[Dataset entries]
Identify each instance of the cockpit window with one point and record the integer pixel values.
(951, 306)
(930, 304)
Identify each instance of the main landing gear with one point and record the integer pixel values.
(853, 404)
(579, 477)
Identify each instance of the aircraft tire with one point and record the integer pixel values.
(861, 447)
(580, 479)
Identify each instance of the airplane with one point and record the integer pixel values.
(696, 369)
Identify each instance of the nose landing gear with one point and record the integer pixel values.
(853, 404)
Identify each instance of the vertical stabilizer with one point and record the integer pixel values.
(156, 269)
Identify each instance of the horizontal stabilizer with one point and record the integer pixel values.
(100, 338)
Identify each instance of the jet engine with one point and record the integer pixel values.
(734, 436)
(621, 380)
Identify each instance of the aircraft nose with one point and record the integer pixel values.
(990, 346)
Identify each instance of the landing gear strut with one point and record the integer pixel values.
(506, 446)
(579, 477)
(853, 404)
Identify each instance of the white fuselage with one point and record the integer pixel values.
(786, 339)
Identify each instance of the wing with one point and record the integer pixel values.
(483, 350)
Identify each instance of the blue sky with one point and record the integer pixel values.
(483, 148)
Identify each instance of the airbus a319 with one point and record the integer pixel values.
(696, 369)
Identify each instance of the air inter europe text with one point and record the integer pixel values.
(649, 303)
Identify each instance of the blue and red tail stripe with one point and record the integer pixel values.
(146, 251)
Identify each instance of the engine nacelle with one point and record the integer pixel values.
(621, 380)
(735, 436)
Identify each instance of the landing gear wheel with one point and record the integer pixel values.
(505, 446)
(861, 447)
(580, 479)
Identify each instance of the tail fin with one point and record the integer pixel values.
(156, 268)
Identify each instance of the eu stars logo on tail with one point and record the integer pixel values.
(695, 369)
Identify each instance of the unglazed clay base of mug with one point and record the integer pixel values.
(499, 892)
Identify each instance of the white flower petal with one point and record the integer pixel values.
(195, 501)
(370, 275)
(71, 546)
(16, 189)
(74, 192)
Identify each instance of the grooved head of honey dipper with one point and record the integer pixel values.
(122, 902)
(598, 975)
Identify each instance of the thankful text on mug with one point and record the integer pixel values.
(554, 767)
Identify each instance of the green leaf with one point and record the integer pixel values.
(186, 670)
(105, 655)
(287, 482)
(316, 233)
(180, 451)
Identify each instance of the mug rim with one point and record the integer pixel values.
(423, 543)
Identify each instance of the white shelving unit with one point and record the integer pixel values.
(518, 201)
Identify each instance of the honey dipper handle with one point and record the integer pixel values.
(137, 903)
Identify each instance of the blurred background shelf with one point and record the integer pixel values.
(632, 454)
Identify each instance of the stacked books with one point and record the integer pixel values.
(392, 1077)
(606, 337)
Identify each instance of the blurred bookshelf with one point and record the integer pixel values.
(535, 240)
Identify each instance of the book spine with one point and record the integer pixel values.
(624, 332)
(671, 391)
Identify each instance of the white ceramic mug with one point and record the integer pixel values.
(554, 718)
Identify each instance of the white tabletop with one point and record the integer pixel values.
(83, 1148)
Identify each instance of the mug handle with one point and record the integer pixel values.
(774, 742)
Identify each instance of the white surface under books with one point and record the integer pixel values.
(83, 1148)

...

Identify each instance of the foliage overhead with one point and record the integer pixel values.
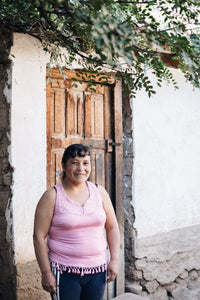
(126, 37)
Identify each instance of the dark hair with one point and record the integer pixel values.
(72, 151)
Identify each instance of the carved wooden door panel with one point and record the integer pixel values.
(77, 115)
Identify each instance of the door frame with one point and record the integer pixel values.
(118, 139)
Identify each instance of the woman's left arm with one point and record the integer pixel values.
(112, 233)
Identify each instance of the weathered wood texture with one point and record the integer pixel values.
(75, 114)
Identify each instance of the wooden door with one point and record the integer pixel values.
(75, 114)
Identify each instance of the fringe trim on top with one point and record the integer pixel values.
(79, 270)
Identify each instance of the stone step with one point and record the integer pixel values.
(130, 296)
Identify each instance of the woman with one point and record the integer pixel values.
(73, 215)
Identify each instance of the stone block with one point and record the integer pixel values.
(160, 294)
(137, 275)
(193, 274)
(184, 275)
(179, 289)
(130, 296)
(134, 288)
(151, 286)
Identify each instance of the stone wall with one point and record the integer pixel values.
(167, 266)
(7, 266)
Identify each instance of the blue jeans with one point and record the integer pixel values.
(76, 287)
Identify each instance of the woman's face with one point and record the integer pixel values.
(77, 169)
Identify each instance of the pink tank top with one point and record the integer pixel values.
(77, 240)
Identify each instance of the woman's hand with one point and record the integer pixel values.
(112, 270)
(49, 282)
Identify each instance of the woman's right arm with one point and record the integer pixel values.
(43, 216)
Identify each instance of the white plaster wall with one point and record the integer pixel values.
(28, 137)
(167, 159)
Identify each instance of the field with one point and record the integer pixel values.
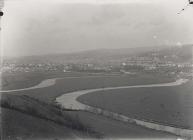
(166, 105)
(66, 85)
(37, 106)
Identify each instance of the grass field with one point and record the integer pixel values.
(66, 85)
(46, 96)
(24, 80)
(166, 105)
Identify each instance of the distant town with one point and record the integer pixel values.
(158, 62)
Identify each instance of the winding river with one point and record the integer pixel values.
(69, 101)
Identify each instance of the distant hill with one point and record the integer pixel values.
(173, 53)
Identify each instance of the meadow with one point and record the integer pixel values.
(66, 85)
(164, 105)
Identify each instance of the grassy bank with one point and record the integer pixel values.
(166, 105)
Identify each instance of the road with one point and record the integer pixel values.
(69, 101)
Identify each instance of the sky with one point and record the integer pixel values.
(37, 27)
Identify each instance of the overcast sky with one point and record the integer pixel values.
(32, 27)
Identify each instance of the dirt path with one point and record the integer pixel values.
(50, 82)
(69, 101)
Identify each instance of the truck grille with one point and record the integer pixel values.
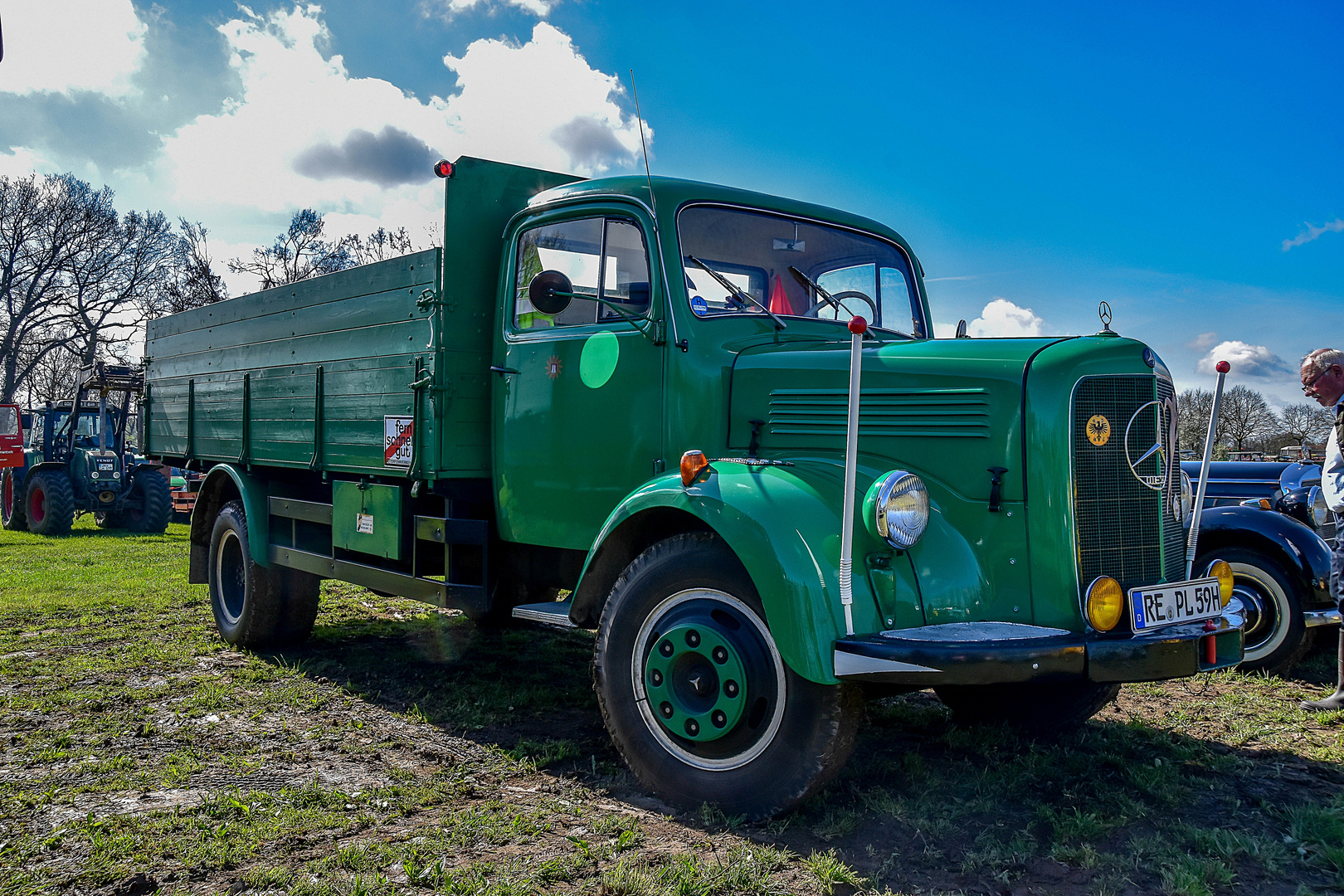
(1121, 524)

*What to produce*: Reproduce the material word for word, starting with the line that contains "Identify each instance of the pink" and continuing through the line that contains "(1121, 524)", both included. Leave the pictures out of your answer.

*Completed exercise*:
Identify each instance of the pink tank top with one point and record the integer pixel values.
(77, 240)
Identify each instance of the woman's hand with one point and record the integer pixel values.
(112, 270)
(49, 282)
Identify each instance of the woman's right arm with one point and record the integer pixel values.
(43, 216)
Identify each instance of the white plaster wall with one point and record the integer pixel values.
(28, 137)
(167, 159)
Identify each instance of the field with one point and record the integer pixel values.
(166, 105)
(66, 85)
(37, 106)
Identify each instance of the grass field with one point and record the integer pixel values.
(66, 85)
(46, 96)
(24, 80)
(166, 105)
Identify each instance of the distant town with one point and record the integer pixel values.
(158, 62)
Identify each instance of the winding river with one point and record the integer pixel values.
(69, 101)
Identify each instance of the distant hill with one point and record the integer pixel values.
(173, 53)
Identify each instance of the meadow with one point and record the integer pixel values.
(66, 85)
(164, 105)
Identify each instance of the grassy bank with one point and record the integer pixel values.
(166, 105)
Identify each instance of the road with one point and record the integer pixel values.
(69, 101)
Identify each instance of the sky with one point and record the integer pixel values.
(37, 27)
Identify each instance of the overcast sky with one point and record the integer pixel values.
(32, 27)
Identify each instance of the dirt path with one point and record the integer pixel values.
(50, 82)
(69, 101)
Identify each instance of the truck grille with one point and record the integer pixel values.
(1121, 524)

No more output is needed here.